* **INFORMATION SUPPLIED**

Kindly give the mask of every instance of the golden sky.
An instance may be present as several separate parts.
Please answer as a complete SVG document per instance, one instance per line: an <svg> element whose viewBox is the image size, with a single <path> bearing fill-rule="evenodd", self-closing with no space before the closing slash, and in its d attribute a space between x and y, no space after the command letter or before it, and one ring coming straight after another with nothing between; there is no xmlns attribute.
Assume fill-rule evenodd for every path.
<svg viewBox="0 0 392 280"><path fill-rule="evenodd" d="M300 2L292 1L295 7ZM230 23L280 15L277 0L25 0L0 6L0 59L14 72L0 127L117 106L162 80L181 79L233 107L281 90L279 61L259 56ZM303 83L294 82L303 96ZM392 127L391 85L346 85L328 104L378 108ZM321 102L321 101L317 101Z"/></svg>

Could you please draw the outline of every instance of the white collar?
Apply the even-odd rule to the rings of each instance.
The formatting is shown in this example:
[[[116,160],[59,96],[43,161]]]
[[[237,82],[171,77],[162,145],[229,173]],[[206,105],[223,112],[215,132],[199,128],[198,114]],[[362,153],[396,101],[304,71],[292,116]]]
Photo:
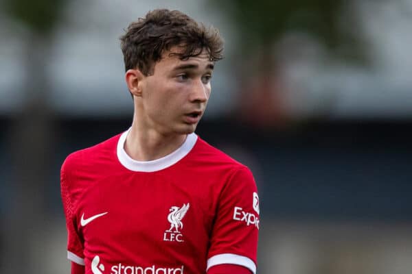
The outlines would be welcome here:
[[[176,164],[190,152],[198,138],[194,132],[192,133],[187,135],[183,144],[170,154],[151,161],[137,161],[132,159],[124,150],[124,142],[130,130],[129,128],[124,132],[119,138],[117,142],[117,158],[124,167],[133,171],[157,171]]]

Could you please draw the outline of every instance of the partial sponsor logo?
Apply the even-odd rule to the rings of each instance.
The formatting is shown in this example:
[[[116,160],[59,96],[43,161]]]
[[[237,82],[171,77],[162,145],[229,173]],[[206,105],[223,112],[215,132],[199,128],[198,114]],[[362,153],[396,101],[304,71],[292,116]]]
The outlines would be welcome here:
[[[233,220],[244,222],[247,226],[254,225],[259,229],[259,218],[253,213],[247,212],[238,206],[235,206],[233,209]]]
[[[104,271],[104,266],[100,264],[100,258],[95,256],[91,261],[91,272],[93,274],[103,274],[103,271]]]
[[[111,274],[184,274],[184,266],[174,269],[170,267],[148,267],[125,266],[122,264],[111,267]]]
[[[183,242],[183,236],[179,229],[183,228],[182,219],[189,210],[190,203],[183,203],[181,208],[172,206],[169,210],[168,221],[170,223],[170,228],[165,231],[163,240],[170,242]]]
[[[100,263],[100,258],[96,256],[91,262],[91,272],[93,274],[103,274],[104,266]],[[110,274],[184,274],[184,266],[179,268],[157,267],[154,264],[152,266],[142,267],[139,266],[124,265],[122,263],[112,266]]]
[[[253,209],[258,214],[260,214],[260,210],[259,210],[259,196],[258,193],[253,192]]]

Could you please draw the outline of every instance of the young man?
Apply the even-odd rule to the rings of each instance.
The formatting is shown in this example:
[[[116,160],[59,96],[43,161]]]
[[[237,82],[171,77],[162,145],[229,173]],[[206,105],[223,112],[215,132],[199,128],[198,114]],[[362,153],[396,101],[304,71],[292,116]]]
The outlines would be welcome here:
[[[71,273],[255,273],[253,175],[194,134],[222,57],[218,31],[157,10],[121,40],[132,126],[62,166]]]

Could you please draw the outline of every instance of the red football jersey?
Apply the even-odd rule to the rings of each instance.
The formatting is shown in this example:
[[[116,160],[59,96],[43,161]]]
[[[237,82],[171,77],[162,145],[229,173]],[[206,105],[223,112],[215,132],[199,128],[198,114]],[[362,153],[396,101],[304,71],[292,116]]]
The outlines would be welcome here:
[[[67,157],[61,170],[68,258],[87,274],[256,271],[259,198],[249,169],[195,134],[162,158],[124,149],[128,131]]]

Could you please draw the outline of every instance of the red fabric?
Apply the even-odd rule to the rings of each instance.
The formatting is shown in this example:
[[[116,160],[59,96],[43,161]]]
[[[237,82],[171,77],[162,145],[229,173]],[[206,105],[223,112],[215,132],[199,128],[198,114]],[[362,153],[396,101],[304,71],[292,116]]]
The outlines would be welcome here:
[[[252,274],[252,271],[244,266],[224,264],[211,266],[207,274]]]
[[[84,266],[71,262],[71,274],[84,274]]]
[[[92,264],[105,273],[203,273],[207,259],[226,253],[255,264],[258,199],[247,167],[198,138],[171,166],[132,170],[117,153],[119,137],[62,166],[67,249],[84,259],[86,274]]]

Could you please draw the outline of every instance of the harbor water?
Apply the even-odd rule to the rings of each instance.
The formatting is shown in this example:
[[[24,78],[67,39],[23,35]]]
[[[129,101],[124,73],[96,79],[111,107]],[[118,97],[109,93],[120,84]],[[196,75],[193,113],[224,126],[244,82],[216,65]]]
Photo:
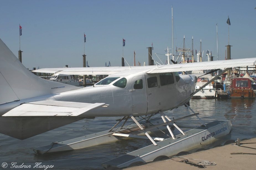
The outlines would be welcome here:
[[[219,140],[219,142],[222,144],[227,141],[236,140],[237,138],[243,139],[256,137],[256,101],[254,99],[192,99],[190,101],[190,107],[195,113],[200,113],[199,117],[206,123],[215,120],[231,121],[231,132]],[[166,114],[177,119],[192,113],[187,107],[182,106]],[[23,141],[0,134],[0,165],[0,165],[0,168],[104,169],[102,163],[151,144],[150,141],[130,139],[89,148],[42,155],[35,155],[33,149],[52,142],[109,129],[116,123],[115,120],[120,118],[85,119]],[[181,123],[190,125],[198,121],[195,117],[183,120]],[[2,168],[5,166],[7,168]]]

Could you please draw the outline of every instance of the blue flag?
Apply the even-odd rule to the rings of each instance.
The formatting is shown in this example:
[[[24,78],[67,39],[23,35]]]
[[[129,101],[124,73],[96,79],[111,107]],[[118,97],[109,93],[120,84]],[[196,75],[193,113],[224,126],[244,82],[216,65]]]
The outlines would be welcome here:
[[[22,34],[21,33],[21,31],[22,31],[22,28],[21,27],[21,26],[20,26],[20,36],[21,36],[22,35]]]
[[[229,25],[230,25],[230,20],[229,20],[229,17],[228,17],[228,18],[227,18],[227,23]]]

* **WHAT YOU HAVE TO DO**
Rewrite every row above as a JSON list of strings, with one string per line and no blank lines. Leave the pictures out.

* **THE RESULT**
[
  "Kindly give the mask of every instance of the golden sky.",
  "An instance may be present as several separate parts.",
  "Please answer as a complete SVG document per instance, one instance per line: an <svg> element whose viewBox is the image size, with a single <path> bearing fill-rule=\"evenodd\", self-closing with no space before the closing slash, and in its d attribute a space between x and y, no space after the command letter or before it, and one ring coming straight after another with nothing between; there is no xmlns attribute.",
  "Assume fill-rule evenodd for every path.",
  "<svg viewBox=\"0 0 392 280\"><path fill-rule=\"evenodd\" d=\"M300 2L292 1L295 7ZM230 23L280 15L277 0L25 0L0 6L0 59L14 72L0 127L117 106L162 80L181 79L233 107L281 90L279 61L259 56ZM303 83L294 82L303 96ZM392 127L391 85L346 85L328 104L378 108ZM321 102L321 101L317 101Z\"/></svg>",
  "Could you please draw the outline of every instance of the white collar?",
  "Apply the even-odd rule to the rings of each instance.",
  "The formatting is shown in this example:",
  "[[[116,160],[59,96],[43,161]]]",
  "[[[237,82],[171,77],[162,145],[229,173]],[[206,105],[223,112],[215,132],[199,128],[198,114]],[[362,153],[396,101],[304,71],[292,116]]]",
  "Photo:",
  "The outlines would be welcome here:",
  "[[[176,164],[190,152],[198,138],[194,132],[192,133],[187,135],[183,144],[170,154],[151,161],[137,161],[132,159],[124,150],[124,142],[130,130],[129,128],[124,132],[119,138],[117,142],[117,158],[124,167],[133,171],[157,171]]]",
  "Could you please draw the outline of every instance of the partial sponsor logo?",
  "Apply the even-odd rule to the rings of each instance.",
  "The formatting is shown in this example:",
  "[[[116,160],[59,96],[43,161]]]",
  "[[[237,82],[171,77],[162,145],[229,173]],[[206,105],[223,112],[215,132],[199,128],[198,114]],[[362,153],[396,101],[304,71],[292,116]]]",
  "The outlines would be welcome here:",
  "[[[233,220],[244,222],[247,226],[254,225],[259,229],[259,218],[253,213],[247,212],[238,206],[235,206],[233,209]]]",
  "[[[104,271],[104,266],[100,264],[100,258],[95,256],[91,261],[91,272],[93,274],[103,274],[103,271]]]",
  "[[[111,274],[184,274],[184,266],[174,269],[170,267],[148,267],[125,266],[122,264],[111,267]]]",
  "[[[183,242],[183,236],[179,229],[183,228],[182,219],[189,210],[190,203],[183,203],[181,208],[172,206],[169,210],[168,221],[170,223],[170,228],[165,231],[163,240],[170,242]]]",
  "[[[100,263],[100,258],[96,256],[91,262],[91,272],[93,274],[103,274],[104,266]],[[110,274],[184,274],[184,266],[179,268],[157,267],[154,264],[152,266],[142,267],[139,266],[124,265],[122,263],[112,266]]]",
  "[[[253,209],[258,214],[260,214],[260,210],[259,210],[259,196],[258,193],[253,192]]]",
  "Could you please draw the outline of every instance of the young man?",
  "Apply the even-odd rule to the rings of each instance.",
  "The formatting is shown in this example:",
  "[[[116,160],[59,96],[43,161]]]",
  "[[[237,82],[171,77],[162,145],[229,173]],[[206,105],[223,112],[215,132],[199,128],[198,114]],[[362,153],[396,101],[304,71],[292,116]]]",
  "The outlines would be welcome here:",
  "[[[71,273],[255,273],[253,175],[194,134],[222,57],[218,31],[157,10],[121,40],[132,126],[62,166]]]",
  "Could you please draw the outline of every instance of the red football jersey?",
  "Apply the even-odd rule to the rings of each instance.",
  "The formatting is shown in this example:",
  "[[[116,160],[59,96],[43,161]]]",
  "[[[237,82],[171,77],[162,145],[229,173]],[[206,105],[223,112],[215,132],[199,128],[198,114]],[[362,153],[396,101],[304,71],[292,116]]]",
  "The outlines would be welcome here:",
  "[[[67,157],[61,170],[68,258],[87,274],[256,271],[259,198],[249,169],[195,134],[162,158],[124,149],[128,131]]]",
  "Could you please draw the outline of every instance of the red fabric?",
  "Apply the even-odd rule to the rings of each instance.",
  "The formatting is shown in this example:",
  "[[[116,160],[59,96],[43,161]]]",
  "[[[237,82],[171,77],[162,145],[229,173]],[[206,105],[223,112],[215,132],[199,128],[198,114]],[[362,153],[396,101],[304,71],[292,116]]]",
  "The outlines would be welcome here:",
  "[[[252,274],[252,271],[244,266],[224,264],[211,266],[207,274]]]",
  "[[[84,266],[71,262],[71,274],[84,274]]]",
  "[[[92,264],[105,273],[203,273],[207,259],[226,253],[255,264],[258,199],[247,167],[198,138],[171,166],[132,170],[117,153],[119,137],[62,166],[67,249],[84,259],[86,274]]]",
  "Could you please draw the outline of every instance of the harbor water?",
  "Apply the even-odd rule to the rings of each instance.",
  "The formatting is shown in this example:",
  "[[[24,78],[67,39],[23,35]]]",
  "[[[129,101],[124,73],[96,79],[111,107]],[[118,97],[109,93],[120,84]],[[196,75],[193,113],[224,126],[244,82],[216,65]]]",
  "Photo:",
  "The outlines would be welcome here:",
  "[[[219,140],[219,142],[222,144],[227,141],[236,140],[237,138],[243,139],[256,137],[256,101],[254,99],[192,99],[190,101],[190,107],[195,113],[200,113],[199,117],[206,123],[215,120],[231,121],[231,132]],[[166,114],[177,119],[192,113],[187,107],[182,106]],[[23,141],[0,134],[0,165],[0,165],[0,168],[104,169],[102,163],[151,144],[150,141],[130,139],[89,148],[42,155],[35,155],[33,149],[52,142],[109,129],[116,123],[115,120],[120,118],[85,119]],[[181,123],[190,125],[198,121],[195,117],[183,120]],[[2,168],[5,166],[7,168]]]",
  "Could you please draw the outline of every instance of the blue flag?",
  "Apply the even-odd rule to the rings of each instance.",
  "The formatting is shown in this example:",
  "[[[24,78],[67,39],[23,35]]]",
  "[[[129,101],[124,73],[96,79],[111,107]],[[118,97],[109,93],[120,84]],[[196,75],[193,113],[224,126],[244,82],[216,65]]]",
  "The outlines would be welcome here:",
  "[[[22,34],[21,33],[21,31],[22,31],[22,28],[21,27],[21,26],[20,26],[20,36],[21,36],[22,35]]]",
  "[[[229,25],[230,25],[230,20],[229,20],[229,17],[228,17],[228,18],[227,18],[227,23]]]"
]